### [TASK DETAILS]
Add 150 to every coordinate in the answer boxes and rewrite each line, task lines included, in the part of the items that opens at the start and closes with the line containing "[515,280,527,290]".

### [DATA SECTION]

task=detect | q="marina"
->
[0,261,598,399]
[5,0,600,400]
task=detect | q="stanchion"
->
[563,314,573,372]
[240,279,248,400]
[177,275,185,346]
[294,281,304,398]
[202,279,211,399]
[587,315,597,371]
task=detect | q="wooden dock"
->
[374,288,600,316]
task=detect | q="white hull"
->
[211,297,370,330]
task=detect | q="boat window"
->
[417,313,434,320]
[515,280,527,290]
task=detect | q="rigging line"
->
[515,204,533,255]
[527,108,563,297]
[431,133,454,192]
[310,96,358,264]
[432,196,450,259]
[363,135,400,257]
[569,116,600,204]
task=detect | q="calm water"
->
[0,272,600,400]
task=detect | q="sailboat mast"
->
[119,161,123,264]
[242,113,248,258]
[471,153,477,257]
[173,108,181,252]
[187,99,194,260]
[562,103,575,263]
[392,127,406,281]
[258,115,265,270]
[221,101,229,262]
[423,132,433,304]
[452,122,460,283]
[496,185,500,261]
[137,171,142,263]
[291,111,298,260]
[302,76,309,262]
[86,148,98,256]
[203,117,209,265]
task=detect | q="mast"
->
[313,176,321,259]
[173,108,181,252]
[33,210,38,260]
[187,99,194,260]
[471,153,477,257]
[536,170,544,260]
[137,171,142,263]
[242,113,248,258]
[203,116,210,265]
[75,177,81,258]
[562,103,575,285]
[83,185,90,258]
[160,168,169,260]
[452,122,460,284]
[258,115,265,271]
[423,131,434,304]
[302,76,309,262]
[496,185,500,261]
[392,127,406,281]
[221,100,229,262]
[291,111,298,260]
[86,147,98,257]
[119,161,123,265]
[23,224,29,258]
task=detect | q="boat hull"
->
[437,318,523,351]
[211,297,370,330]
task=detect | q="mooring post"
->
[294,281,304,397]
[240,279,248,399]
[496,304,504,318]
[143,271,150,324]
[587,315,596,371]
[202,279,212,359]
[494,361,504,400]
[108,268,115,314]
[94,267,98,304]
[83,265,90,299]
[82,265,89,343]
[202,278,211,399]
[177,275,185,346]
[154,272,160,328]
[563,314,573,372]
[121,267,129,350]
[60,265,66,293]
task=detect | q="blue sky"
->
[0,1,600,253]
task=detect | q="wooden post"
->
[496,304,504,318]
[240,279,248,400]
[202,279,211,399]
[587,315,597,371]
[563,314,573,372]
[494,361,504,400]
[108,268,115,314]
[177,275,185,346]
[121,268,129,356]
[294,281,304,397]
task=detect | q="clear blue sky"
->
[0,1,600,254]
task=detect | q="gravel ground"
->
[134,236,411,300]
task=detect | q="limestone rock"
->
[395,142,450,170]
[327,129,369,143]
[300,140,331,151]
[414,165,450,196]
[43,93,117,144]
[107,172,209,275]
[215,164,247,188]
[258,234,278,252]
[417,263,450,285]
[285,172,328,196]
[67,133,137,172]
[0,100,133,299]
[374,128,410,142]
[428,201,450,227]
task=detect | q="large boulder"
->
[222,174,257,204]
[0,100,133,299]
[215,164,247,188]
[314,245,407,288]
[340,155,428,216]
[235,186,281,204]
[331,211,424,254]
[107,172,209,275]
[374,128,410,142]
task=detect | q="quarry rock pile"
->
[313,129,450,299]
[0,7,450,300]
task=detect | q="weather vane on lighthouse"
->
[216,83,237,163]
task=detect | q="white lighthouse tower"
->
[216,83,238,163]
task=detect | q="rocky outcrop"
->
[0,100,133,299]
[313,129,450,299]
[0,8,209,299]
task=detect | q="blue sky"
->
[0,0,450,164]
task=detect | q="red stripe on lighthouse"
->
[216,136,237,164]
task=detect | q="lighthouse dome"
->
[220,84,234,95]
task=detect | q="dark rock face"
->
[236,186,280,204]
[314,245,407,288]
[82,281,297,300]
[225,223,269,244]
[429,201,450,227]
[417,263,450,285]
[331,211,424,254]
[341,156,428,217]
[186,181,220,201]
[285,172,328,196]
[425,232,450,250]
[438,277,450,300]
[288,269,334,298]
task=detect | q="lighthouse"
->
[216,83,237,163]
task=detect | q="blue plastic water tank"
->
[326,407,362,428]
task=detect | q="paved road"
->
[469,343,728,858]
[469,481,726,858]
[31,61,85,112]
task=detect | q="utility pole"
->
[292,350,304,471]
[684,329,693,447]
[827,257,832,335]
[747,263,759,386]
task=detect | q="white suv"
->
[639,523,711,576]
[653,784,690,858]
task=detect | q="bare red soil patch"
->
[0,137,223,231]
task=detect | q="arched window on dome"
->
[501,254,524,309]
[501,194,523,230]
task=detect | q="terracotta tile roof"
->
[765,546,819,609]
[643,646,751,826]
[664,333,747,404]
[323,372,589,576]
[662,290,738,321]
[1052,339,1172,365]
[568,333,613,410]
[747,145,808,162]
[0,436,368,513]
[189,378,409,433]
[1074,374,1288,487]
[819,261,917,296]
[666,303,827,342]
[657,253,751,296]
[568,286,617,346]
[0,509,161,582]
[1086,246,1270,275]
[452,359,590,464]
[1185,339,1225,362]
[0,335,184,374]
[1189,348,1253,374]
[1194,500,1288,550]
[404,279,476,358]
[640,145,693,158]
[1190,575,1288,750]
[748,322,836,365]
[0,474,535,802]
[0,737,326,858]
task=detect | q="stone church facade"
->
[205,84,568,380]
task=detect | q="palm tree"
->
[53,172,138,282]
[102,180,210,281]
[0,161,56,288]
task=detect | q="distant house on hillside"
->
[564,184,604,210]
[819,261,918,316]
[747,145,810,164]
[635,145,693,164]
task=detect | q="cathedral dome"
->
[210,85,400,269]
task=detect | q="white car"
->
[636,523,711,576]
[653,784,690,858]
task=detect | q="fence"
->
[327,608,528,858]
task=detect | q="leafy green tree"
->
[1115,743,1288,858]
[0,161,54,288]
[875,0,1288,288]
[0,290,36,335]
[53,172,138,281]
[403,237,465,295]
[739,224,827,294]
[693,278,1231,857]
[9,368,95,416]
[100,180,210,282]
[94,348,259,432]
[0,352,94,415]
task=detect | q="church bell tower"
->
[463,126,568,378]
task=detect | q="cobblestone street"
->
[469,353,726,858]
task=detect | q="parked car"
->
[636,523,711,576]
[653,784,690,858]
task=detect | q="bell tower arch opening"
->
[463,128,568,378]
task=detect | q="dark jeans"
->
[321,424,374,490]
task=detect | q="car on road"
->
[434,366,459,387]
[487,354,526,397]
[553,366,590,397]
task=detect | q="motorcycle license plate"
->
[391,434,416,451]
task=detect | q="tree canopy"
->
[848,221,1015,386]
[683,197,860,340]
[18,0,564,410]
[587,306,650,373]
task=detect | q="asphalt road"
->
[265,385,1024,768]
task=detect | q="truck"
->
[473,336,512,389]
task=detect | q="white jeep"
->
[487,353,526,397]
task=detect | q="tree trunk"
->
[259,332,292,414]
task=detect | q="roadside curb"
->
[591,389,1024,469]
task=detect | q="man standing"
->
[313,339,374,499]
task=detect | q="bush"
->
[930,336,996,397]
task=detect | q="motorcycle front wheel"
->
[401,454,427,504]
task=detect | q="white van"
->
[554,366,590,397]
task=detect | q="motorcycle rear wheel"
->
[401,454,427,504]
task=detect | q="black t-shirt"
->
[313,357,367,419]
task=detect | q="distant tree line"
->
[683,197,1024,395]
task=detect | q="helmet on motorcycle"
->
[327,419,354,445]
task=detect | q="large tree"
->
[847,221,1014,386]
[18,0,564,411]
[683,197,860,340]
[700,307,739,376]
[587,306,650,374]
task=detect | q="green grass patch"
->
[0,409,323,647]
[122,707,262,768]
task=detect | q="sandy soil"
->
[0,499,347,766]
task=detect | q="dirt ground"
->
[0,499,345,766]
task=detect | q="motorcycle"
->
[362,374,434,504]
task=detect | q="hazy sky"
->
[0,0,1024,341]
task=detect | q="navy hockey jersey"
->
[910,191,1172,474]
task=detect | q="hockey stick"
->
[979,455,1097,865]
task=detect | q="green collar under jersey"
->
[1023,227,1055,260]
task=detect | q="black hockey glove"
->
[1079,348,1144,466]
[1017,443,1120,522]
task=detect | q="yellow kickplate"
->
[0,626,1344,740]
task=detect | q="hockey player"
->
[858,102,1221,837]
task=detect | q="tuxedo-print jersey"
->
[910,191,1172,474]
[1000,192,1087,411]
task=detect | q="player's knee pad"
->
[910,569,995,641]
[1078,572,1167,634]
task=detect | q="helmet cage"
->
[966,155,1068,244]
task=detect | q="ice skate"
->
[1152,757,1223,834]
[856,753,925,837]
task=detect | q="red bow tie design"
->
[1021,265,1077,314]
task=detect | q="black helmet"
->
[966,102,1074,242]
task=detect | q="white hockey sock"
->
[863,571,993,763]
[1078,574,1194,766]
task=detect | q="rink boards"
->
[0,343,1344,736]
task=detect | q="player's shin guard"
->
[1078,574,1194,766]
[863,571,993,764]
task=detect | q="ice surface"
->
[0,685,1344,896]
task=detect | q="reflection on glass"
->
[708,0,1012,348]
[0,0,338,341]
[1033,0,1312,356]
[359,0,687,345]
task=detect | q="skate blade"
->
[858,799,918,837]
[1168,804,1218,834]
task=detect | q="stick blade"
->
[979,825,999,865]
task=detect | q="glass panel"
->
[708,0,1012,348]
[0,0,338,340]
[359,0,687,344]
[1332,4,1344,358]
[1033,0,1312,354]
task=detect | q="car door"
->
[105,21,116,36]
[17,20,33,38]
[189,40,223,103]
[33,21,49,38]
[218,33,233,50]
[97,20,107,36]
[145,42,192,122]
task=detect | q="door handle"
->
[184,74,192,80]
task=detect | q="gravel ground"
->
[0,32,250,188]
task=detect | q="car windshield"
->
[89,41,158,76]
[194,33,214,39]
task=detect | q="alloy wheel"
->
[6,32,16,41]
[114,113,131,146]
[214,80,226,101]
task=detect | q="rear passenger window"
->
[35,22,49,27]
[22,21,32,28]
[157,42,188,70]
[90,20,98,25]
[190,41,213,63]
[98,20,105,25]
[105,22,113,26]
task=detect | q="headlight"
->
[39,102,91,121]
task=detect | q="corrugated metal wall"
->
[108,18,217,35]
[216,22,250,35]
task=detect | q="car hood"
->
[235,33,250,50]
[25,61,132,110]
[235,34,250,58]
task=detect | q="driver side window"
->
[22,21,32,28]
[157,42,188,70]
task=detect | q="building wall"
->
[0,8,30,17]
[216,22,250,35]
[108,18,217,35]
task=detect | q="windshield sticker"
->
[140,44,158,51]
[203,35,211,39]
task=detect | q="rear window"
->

### [WRITTEN SOLUTION]
task=detect | q="marina"
->
[150,411,748,549]
[155,150,750,550]
task=detect | q="stanchion"
->
[713,464,723,522]
[390,429,398,550]
[327,425,335,496]
[444,431,454,548]
[352,429,361,549]
[737,465,747,521]
task=detect | q="wooden dock"
->
[524,438,750,466]
task=detect | q="white hull"
->
[361,447,520,480]
task=detect | q="boat window"
->
[567,463,584,470]
[665,430,677,440]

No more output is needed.